Nota: (Il "garimpo" è un'attività di estrazione mineraria su piccola scala, spesso illegale, concentrata in America Latina, in particolare in Brasile e Guyana. Consiste nell'estrarre oro, pietre preziose o altri minerali da fiumi e depositi, utilizzando metodi e attrezzature rudimentali. La pratica del garimpo, soprattutto nelle sue forme clandestine, è nota per i gravi danni ambientali e per la non osservanza delle norme di sicurezza, sebbene esistano anche pratiche regolamentate che mirano a garantire sostenibilità economica e ambientale).
Capitolo 1. Le cipolle
Il 6 gennaio, un lunedì, una
cuoca prese una cipolla per preparare il pranzo a Santo Antônio do Içá, un
comune nello stato dell’Amazonas, al confine con la Colombia. Sollevandola,
sentì che era più pesante del solito e chiamò il suo datore di lavoro. L’uomo
prese un coltello e cercò di incidere la buccia, ma all’interno trovò una
sostanza dura e giallastra: era pasta base di cocaina.
La cipolla ripiena di
stupefacente era stata acquistata il sabato precedente dalla suocera, raccontò
l’uomo portando l’ortaggio alla Base Garateia della Polizia Federale, una casa
in ristrutturazione che ospita due agenti, a volte tre, e che è responsabile
del controllo di una delle rotte del narcotraffico più trafficate al mondo. Era
stata comprata al supermercato Içaense, il più grande di Santo Antônio do Içá,
di cui uno dei soci è il sindaco della città, Walder Ribeiro da Costa, noto
come Cecéu, del MDB. In casa dell’uomo furono trovate altre due cipolle ripiene
della stessa droga. I poliziotti andarono quindi al supermercato, controllarono
cipolla per cipolla, ma non trovarono più cocaina.
Una settimana dopo, però, accadde
di nuovo. Un altro abitante portò a casa nuove cipolle ripiene di droga,
acquistate sempre al supermercato del sindaco. Quel sabato, quando fu comprata
la prima “cipolla battezzata”, la Polizia Militare aveva sequestrato, su
segnalazione anonima, un sacco di cipolle ripiene con 16 chili di pasta base di
cocaina vicino al porto della città. Raffinata, la sostanza si trasforma in
cloridrato di cocaina, la polvere bianca il cui chilo può valere centinaia di
migliaia di dollari all’estero. “Quando hanno sequestrato quel sacco, la droga
era già nel supermercato del sindaco”, ha detto un poliziotto che ha parlato
con SUMAÚMA sotto anonimato.

Voci del dataset:

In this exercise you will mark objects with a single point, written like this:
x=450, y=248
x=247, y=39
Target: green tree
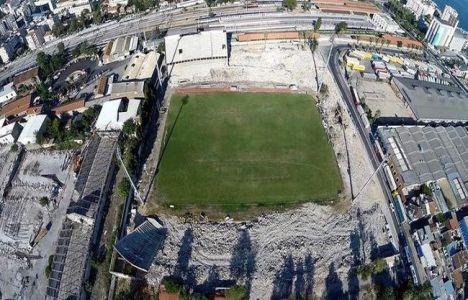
x=48, y=268
x=341, y=27
x=97, y=16
x=324, y=89
x=318, y=24
x=129, y=127
x=313, y=45
x=237, y=292
x=44, y=201
x=290, y=4
x=161, y=47
x=306, y=5
x=385, y=292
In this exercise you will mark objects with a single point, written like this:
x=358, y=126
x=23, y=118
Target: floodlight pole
x=381, y=165
x=332, y=38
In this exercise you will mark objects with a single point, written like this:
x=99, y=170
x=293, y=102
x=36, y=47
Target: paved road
x=232, y=17
x=397, y=231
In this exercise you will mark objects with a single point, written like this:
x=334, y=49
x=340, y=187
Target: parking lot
x=380, y=96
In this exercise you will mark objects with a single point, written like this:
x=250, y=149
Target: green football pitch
x=235, y=150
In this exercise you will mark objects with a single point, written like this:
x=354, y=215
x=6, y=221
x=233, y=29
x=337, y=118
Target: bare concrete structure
x=70, y=268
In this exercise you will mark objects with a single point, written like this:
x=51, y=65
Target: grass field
x=234, y=150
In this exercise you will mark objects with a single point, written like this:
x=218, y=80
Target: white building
x=10, y=133
x=119, y=49
x=7, y=93
x=440, y=33
x=385, y=23
x=51, y=4
x=115, y=3
x=459, y=41
x=8, y=48
x=450, y=15
x=35, y=37
x=114, y=114
x=75, y=7
x=200, y=46
x=421, y=7
x=34, y=126
x=141, y=66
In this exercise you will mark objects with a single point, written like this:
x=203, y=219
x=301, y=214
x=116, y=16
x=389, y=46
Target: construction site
x=52, y=205
x=34, y=194
x=307, y=250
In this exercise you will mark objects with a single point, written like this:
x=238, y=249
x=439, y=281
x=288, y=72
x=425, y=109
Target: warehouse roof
x=141, y=246
x=33, y=125
x=425, y=154
x=26, y=76
x=199, y=46
x=114, y=114
x=16, y=107
x=141, y=66
x=124, y=45
x=128, y=89
x=433, y=101
x=68, y=106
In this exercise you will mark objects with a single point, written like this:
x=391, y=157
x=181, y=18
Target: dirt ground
x=309, y=250
x=380, y=96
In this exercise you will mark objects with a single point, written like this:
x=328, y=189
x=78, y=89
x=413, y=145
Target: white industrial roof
x=6, y=90
x=124, y=45
x=7, y=129
x=111, y=119
x=428, y=256
x=202, y=45
x=34, y=124
x=141, y=66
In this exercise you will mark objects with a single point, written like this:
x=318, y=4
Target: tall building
x=440, y=33
x=459, y=41
x=9, y=47
x=421, y=7
x=450, y=15
x=35, y=37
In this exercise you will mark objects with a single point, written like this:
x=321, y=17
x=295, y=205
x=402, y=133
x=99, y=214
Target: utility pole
x=381, y=165
x=119, y=157
x=332, y=39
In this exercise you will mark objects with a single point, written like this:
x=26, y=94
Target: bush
x=123, y=188
x=237, y=292
x=341, y=27
x=48, y=269
x=324, y=89
x=290, y=4
x=44, y=201
x=172, y=286
x=375, y=267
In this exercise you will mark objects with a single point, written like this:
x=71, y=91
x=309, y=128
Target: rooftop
x=26, y=76
x=202, y=45
x=17, y=107
x=114, y=114
x=141, y=246
x=128, y=89
x=424, y=154
x=33, y=125
x=69, y=106
x=434, y=102
x=141, y=66
x=6, y=89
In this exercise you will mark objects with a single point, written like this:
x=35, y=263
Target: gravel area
x=310, y=249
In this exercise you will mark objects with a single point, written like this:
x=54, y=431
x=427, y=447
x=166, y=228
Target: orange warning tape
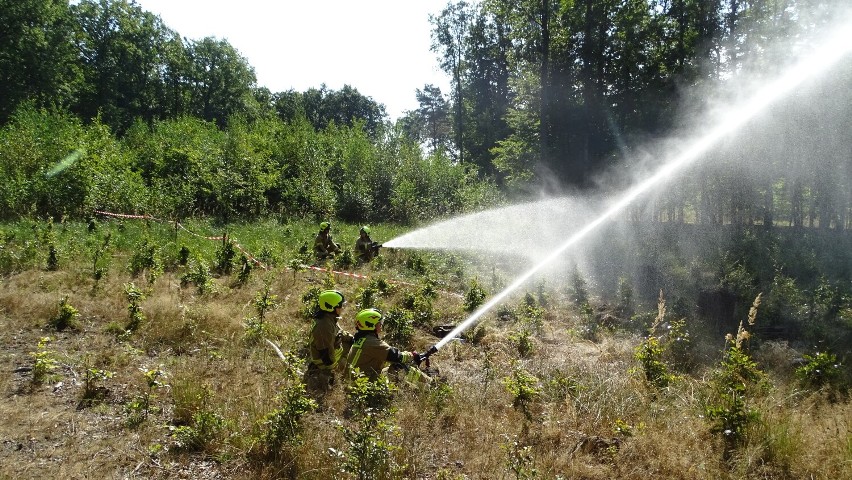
x=251, y=257
x=178, y=224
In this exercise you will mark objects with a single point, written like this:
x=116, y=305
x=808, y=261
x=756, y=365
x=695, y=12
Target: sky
x=379, y=47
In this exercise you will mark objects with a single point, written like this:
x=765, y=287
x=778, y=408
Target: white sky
x=379, y=47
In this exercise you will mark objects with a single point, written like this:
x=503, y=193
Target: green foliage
x=256, y=327
x=363, y=395
x=420, y=307
x=578, y=292
x=369, y=453
x=398, y=326
x=66, y=317
x=198, y=273
x=45, y=361
x=283, y=427
x=146, y=259
x=310, y=302
x=524, y=388
x=523, y=342
x=225, y=257
x=200, y=434
x=736, y=379
x=819, y=370
x=141, y=405
x=246, y=267
x=625, y=306
x=519, y=459
x=559, y=386
x=474, y=297
x=649, y=354
x=134, y=297
x=93, y=388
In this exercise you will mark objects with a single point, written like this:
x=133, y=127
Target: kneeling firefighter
x=371, y=355
x=328, y=342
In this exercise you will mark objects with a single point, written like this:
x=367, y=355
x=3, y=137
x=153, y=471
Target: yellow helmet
x=330, y=299
x=368, y=319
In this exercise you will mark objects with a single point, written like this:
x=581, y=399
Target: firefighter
x=324, y=246
x=370, y=355
x=328, y=342
x=365, y=248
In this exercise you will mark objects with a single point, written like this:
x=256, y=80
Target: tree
x=220, y=81
x=430, y=123
x=38, y=60
x=123, y=50
x=449, y=36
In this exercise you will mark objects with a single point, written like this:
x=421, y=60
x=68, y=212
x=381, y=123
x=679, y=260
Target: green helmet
x=330, y=299
x=368, y=319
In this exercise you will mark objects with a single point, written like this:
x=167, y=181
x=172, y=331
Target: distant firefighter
x=324, y=246
x=365, y=248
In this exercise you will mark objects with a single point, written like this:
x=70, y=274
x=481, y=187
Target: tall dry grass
x=589, y=415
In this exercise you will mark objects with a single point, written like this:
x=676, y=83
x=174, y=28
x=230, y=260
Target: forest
x=157, y=284
x=545, y=96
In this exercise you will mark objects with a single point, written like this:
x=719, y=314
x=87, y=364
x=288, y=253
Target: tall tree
x=38, y=60
x=449, y=39
x=220, y=80
x=122, y=50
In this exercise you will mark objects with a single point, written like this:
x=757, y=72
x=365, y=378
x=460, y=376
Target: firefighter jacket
x=324, y=245
x=370, y=354
x=365, y=248
x=328, y=341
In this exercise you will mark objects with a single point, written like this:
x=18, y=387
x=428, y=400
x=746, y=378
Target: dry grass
x=465, y=428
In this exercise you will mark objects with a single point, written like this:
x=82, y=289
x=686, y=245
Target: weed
x=310, y=302
x=45, y=361
x=345, y=260
x=99, y=265
x=650, y=353
x=524, y=388
x=519, y=459
x=198, y=273
x=819, y=370
x=134, y=297
x=625, y=307
x=474, y=297
x=282, y=427
x=93, y=388
x=140, y=406
x=363, y=394
x=256, y=327
x=559, y=387
x=146, y=258
x=52, y=258
x=246, y=267
x=523, y=342
x=732, y=384
x=183, y=255
x=66, y=317
x=225, y=256
x=204, y=426
x=579, y=290
x=369, y=453
x=398, y=326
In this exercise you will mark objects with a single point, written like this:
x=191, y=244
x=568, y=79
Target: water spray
x=832, y=50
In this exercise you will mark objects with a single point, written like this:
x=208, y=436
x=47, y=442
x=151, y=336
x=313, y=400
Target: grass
x=190, y=393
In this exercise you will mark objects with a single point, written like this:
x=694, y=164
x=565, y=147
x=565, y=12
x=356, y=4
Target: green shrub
x=819, y=370
x=66, y=317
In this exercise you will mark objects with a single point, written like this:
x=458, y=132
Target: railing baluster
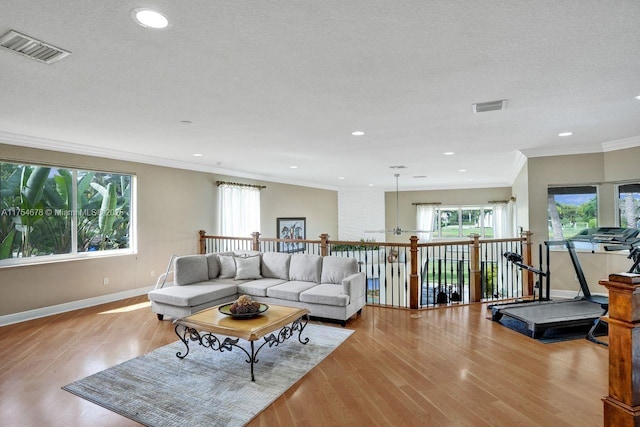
x=444, y=269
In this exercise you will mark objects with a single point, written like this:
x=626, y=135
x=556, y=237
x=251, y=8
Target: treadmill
x=585, y=310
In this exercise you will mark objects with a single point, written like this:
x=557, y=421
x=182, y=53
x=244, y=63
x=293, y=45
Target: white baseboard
x=70, y=306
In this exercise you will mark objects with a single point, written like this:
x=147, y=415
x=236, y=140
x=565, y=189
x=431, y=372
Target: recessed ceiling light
x=149, y=18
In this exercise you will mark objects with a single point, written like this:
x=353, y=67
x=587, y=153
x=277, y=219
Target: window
x=48, y=211
x=455, y=221
x=239, y=209
x=571, y=210
x=629, y=205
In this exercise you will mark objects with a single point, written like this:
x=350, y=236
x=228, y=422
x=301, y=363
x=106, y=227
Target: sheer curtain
x=424, y=222
x=504, y=221
x=239, y=210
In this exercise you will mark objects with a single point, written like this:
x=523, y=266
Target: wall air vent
x=34, y=49
x=483, y=107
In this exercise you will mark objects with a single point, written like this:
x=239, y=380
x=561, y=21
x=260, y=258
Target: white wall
x=360, y=210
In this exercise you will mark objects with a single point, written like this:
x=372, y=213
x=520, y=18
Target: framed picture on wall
x=291, y=228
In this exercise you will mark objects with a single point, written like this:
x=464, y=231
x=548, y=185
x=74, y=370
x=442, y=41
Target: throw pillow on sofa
x=247, y=267
x=227, y=266
x=190, y=269
x=305, y=268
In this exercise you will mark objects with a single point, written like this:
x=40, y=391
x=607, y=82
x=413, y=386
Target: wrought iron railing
x=413, y=274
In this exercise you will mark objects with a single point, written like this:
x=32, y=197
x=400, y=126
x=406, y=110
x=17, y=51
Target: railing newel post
x=413, y=278
x=203, y=243
x=475, y=285
x=324, y=244
x=526, y=256
x=256, y=241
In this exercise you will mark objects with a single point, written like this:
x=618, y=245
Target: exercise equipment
x=584, y=310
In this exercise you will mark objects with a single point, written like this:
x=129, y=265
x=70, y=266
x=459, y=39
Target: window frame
x=74, y=253
x=572, y=190
x=483, y=208
x=617, y=206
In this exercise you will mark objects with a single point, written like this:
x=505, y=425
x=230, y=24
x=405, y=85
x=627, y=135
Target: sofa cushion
x=190, y=269
x=247, y=267
x=305, y=268
x=334, y=269
x=192, y=295
x=227, y=267
x=214, y=265
x=327, y=294
x=276, y=265
x=290, y=291
x=258, y=287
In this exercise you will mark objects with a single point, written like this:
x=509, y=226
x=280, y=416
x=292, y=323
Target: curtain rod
x=259, y=187
x=511, y=199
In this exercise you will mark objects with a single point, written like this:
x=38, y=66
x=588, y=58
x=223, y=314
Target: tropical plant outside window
x=629, y=205
x=56, y=211
x=571, y=210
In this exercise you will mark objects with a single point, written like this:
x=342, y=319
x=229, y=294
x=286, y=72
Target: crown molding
x=621, y=144
x=86, y=150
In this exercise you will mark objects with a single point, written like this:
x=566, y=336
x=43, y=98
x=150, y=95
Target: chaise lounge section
x=329, y=287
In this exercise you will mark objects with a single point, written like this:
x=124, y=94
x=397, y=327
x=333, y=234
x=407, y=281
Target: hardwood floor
x=448, y=367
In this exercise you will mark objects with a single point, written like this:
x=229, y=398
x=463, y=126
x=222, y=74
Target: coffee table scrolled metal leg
x=284, y=334
x=207, y=340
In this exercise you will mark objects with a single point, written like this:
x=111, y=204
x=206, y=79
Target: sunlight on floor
x=128, y=308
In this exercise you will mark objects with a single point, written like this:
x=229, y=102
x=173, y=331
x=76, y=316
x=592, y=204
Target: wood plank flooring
x=448, y=367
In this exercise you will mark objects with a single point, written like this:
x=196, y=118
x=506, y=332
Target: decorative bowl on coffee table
x=226, y=309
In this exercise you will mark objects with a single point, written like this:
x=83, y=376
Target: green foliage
x=36, y=206
x=352, y=247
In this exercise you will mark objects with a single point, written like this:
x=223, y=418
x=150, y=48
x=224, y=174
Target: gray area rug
x=207, y=388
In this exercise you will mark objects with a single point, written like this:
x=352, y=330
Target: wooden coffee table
x=205, y=325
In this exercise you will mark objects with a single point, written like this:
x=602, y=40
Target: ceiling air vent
x=482, y=107
x=34, y=49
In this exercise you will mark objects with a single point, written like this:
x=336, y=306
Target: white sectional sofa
x=329, y=287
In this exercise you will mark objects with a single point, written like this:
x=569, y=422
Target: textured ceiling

Lavoro richiesto:
1. Riporta il brano del documento compreso tra "La cipolla ripiena" e "trovarono più cocaina.", estremi inclusi.
2. Prosegui il racconto sulle cipolle ripiene di cocaina dal punto in cui si ferma.

Risultati dell'esercizio:
1.
La cipolla ripiena di
stupefacente era stata acquistata il sabato precedente dalla suocera, raccontò
l’uomo portando l’ortaggio alla Base Garateia della Polizia Federale, una casa
in ristrutturazione che ospita due agenti, a volte tre, e che è responsabile
del controllo di una delle rotte del narcotraffico più trafficate al mondo. Era
stata comprata al supermercato Içaense, il più grande di Santo Antônio do Içá,
di cui uno dei soci è il sindaco della città, Walder Ribeiro da Costa, noto
come Cecéu, del MDB. In casa dell’uomo furono trovate altre due cipolle ripiene
della stessa droga. I poliziotti andarono quindi al supermercato, controllarono
cipolla per cipolla, ma non trovarono più cocaina.

2.
Le cipolle ripiene di droga erano
state comprate al mercato Içaense, che appartiene al sindaco. Il direttore del
mercato ha raccontato che le cipolle facevano parte di un ordine di dieci
sacchi da un fornitore di Tabatinga, la città più grande della regione,
anch’essa al confine con la Colombia, a nove ore di motoscafo – e il fornitore
era un brasiliano di origine peruviana.
Per indagare sul caso sono state
aperte due inchieste, una dalla Polizia Civile dell’Amazonas, l’altra dalla
Polizia Federale. Entrambe sono in corso. Inizialmente, secondo quanto appurato
da SUMAÚMA, il sindaco non risulta indagato. A fine marzo, il commissario di
Santo Antônio do Içá, Ubiratan Farias, intendeva mettere a confronto il
direttore del mercato e il fornitore delle cipolle, sospettando che uno dei due
avesse mentito durante la deposizione.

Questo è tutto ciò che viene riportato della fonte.